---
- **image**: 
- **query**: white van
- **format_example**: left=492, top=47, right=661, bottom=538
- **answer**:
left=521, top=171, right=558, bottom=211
******************************
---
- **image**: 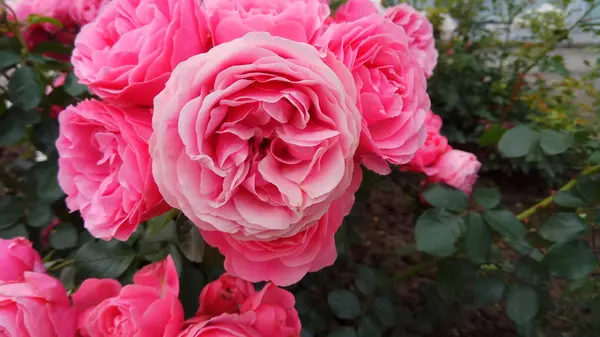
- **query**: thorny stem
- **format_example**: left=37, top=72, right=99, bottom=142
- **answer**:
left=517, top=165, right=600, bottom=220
******************************
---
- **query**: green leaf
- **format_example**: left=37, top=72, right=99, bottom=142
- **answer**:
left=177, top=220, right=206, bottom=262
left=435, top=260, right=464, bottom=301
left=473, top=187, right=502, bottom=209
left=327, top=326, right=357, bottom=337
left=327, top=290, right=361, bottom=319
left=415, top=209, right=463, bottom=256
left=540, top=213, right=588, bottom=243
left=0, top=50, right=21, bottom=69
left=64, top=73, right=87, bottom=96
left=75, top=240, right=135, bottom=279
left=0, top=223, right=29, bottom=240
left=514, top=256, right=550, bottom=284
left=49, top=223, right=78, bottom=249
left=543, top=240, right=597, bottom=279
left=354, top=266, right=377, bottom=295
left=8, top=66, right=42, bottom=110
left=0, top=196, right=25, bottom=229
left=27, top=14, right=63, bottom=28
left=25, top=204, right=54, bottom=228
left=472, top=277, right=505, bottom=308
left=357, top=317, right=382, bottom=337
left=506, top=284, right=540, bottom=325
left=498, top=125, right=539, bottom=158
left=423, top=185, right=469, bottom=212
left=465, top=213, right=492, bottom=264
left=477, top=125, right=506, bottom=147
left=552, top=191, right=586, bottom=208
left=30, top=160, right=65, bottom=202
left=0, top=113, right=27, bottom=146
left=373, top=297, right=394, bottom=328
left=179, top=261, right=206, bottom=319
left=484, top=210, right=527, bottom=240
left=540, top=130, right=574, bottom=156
******************************
__Exercise__.
Gather every line in the listing above that contains the string "query" and copy each one unchanged. Case counts when matching.

__Problem solution__.
- **query**: white van
- **query**: thorny stem
- **query**: green leaf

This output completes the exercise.